EXCERPT:
◆ ◆ ◆ ◆ ◆

Just the other day, I was waiting at the bus stop outside the school. Suddenly, I hear someone say hi(boy, this girl can really sneak up on you). I ask her what she's doing there, she tells me she's waiting to see if her boyfriend is coming around (I guess she usually meets him at that time). We have a brief conversation but have to end it because my bus is aproaching. Too bad I never got to see her boyfriend!

These are the most recent examples of what I've been talking about with this girl. But the question remains, why is she doing this? This is what I find so confusing about women. These kind of actions are definitely something I'd do to get the attention of a girl I liked. If it was a girl I wasn't interested in, I most probably wouldn't go out of my way like that just to say hi. However, I know she has a boyfriend, because she's brought him up in conversation. Is she just a very friendly girl? Or does she act this way toward everybody? I can't say I've known her long enough to be able to tell. Could she actually be interested in me? I've learned from previous experience to never get my hopes up too high on anything, but you never know. Imagine how great it would be if this time was finally different!

◆ ◆ ◆ ◆ ◆

RECORD SET:
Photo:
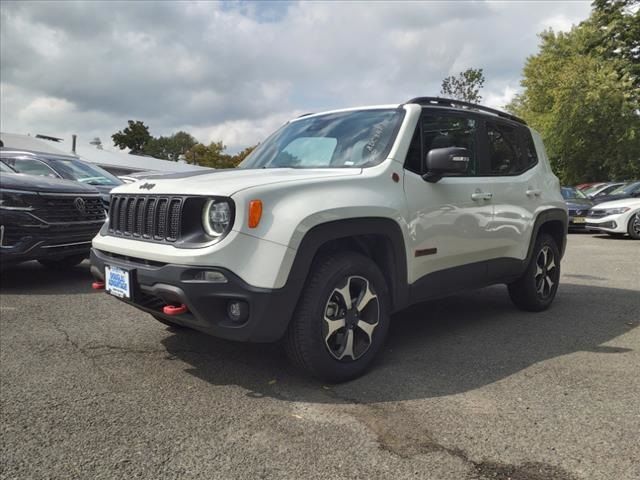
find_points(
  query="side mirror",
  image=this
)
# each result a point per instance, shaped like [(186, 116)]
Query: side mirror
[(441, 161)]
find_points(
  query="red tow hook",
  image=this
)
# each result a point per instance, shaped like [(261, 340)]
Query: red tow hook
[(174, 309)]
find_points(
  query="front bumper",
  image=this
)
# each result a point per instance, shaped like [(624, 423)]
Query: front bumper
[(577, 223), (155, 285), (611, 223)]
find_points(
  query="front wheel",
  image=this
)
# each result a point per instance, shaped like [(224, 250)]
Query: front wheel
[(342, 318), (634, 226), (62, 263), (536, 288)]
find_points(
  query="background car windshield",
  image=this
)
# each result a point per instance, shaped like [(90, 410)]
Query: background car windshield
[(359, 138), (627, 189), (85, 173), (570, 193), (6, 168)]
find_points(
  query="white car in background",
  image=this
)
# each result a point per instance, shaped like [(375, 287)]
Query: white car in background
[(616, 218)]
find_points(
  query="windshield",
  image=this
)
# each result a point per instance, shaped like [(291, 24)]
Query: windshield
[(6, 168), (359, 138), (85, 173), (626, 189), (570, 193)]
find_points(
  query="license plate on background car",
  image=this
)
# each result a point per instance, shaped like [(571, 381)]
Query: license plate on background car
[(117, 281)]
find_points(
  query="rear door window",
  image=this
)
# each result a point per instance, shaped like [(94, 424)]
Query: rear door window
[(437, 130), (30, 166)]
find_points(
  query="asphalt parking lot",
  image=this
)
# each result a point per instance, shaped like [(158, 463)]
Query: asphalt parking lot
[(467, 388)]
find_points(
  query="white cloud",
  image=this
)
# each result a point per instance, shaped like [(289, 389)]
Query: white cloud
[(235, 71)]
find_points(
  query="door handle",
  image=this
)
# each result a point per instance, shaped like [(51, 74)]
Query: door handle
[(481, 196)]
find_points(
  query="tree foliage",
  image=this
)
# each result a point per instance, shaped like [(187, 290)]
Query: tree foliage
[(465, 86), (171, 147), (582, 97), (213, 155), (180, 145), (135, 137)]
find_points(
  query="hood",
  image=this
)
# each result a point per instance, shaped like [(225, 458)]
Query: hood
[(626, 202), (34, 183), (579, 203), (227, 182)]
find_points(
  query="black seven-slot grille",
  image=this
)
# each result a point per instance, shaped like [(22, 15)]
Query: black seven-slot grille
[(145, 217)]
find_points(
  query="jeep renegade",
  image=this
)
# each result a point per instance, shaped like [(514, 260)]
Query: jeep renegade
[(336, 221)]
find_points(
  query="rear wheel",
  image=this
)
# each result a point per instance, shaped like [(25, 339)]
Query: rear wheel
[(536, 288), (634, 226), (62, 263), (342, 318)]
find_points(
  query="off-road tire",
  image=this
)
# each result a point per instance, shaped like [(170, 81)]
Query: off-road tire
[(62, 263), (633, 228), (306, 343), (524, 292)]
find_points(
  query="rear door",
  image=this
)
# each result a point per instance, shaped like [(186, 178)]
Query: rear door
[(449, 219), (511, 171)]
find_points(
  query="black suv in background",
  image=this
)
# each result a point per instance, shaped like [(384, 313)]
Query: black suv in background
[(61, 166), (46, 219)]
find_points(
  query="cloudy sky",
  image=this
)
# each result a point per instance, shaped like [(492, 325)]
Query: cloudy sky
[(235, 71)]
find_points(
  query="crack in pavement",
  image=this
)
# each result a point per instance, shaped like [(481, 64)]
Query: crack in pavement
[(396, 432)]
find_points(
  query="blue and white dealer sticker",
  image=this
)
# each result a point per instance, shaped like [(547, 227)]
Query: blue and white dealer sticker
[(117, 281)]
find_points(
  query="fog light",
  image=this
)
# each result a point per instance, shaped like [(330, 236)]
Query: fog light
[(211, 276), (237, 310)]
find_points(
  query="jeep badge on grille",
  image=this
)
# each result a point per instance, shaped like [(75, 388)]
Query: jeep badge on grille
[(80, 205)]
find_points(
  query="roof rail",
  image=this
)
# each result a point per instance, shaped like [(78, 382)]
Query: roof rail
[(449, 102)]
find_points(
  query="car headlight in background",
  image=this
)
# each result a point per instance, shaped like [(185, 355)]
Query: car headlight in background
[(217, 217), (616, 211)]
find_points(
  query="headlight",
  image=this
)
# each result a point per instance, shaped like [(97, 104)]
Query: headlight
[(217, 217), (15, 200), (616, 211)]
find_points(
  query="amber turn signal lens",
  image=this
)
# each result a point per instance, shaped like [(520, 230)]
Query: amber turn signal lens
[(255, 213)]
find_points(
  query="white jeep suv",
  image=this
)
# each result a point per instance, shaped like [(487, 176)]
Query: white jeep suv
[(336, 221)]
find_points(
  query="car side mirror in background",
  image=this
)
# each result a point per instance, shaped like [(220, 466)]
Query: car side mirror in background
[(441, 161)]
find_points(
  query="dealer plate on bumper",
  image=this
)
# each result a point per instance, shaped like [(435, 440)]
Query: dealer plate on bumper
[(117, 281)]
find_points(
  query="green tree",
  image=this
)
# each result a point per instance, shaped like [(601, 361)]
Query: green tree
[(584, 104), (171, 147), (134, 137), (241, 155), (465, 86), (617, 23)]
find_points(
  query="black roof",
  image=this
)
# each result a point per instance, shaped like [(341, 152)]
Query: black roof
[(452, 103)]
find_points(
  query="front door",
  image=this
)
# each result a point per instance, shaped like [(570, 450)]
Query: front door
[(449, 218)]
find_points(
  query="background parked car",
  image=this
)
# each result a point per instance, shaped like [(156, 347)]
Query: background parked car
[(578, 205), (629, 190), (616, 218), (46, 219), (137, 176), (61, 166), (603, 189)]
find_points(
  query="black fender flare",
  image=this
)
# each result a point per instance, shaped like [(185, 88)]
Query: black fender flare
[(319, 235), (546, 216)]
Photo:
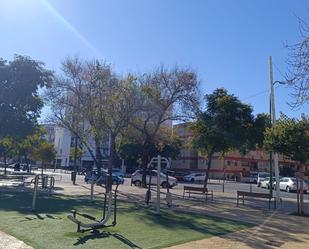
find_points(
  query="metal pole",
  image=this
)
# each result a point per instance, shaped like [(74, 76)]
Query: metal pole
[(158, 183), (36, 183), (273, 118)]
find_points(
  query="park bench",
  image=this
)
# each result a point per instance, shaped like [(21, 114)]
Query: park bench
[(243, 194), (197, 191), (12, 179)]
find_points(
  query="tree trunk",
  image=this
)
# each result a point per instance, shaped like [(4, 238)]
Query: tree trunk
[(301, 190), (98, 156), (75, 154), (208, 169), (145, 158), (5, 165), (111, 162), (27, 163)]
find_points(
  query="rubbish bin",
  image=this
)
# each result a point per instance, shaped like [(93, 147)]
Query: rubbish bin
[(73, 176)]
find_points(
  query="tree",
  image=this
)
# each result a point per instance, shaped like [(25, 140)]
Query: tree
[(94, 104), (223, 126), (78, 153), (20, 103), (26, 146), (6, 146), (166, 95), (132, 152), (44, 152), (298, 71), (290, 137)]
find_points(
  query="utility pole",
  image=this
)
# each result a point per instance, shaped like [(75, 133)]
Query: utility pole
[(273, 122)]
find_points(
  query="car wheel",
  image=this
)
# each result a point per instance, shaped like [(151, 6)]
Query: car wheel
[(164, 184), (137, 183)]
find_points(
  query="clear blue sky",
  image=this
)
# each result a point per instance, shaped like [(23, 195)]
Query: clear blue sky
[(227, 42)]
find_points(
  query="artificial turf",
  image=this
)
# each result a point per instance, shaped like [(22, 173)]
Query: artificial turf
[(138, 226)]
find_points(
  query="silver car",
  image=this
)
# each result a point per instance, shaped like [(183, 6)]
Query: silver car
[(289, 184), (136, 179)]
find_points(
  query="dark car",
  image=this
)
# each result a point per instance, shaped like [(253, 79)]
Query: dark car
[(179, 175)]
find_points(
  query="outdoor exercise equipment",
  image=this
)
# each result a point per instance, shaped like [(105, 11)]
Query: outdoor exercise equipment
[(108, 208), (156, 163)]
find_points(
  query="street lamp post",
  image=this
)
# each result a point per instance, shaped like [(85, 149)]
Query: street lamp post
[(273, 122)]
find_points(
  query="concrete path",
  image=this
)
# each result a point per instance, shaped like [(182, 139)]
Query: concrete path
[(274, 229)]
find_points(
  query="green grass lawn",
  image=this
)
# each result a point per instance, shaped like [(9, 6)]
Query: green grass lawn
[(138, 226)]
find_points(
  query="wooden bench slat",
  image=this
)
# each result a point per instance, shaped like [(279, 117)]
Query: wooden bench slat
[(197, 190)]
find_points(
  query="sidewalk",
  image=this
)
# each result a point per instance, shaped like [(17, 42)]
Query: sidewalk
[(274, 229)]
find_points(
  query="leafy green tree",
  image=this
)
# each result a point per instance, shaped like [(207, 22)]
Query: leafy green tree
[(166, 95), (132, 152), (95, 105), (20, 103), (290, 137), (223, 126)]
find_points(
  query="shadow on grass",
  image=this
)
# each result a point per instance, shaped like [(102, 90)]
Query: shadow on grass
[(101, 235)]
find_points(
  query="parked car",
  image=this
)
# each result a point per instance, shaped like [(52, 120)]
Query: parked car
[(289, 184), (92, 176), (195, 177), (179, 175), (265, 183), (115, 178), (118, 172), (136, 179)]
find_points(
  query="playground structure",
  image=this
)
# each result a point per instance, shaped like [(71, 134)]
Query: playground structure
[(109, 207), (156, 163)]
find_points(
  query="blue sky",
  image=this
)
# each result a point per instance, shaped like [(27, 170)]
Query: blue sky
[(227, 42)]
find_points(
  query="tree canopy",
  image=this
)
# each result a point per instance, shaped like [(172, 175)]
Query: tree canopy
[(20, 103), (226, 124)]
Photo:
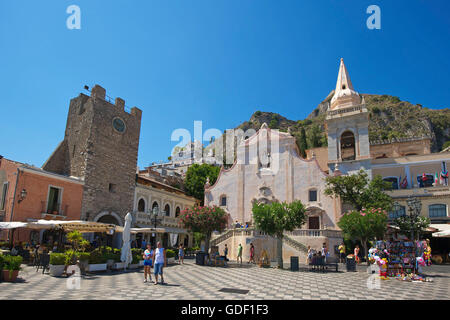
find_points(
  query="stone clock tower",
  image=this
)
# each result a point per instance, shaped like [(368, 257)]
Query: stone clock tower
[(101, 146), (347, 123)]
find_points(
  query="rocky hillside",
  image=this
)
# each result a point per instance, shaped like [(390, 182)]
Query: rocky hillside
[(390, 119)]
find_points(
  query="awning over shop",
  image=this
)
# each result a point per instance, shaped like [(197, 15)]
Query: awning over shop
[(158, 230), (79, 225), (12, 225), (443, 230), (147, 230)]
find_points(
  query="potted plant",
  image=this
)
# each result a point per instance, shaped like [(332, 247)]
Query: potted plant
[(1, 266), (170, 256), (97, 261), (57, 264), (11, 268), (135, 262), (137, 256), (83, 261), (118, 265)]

◆ ◆ ◆ ◆ ◆

GIVEN INSTRUCTION: Reproduce the excerpt starting with "Just the other" and going on through "see her boyfriend!", substituting "train platform" for "bus stop".

CORRECT ANSWER:
Just the other day, I was waiting at the train platform outside the school. Suddenly, I hear someone say hi(boy, this girl can really sneak up on you). I ask her what she's doing there, she tells me she's waiting to see if her boyfriend is coming around (I guess she usually meets him at that time). We have a brief conversation but have to end it because my bus is aproaching. Too bad I never got to see her boyfriend!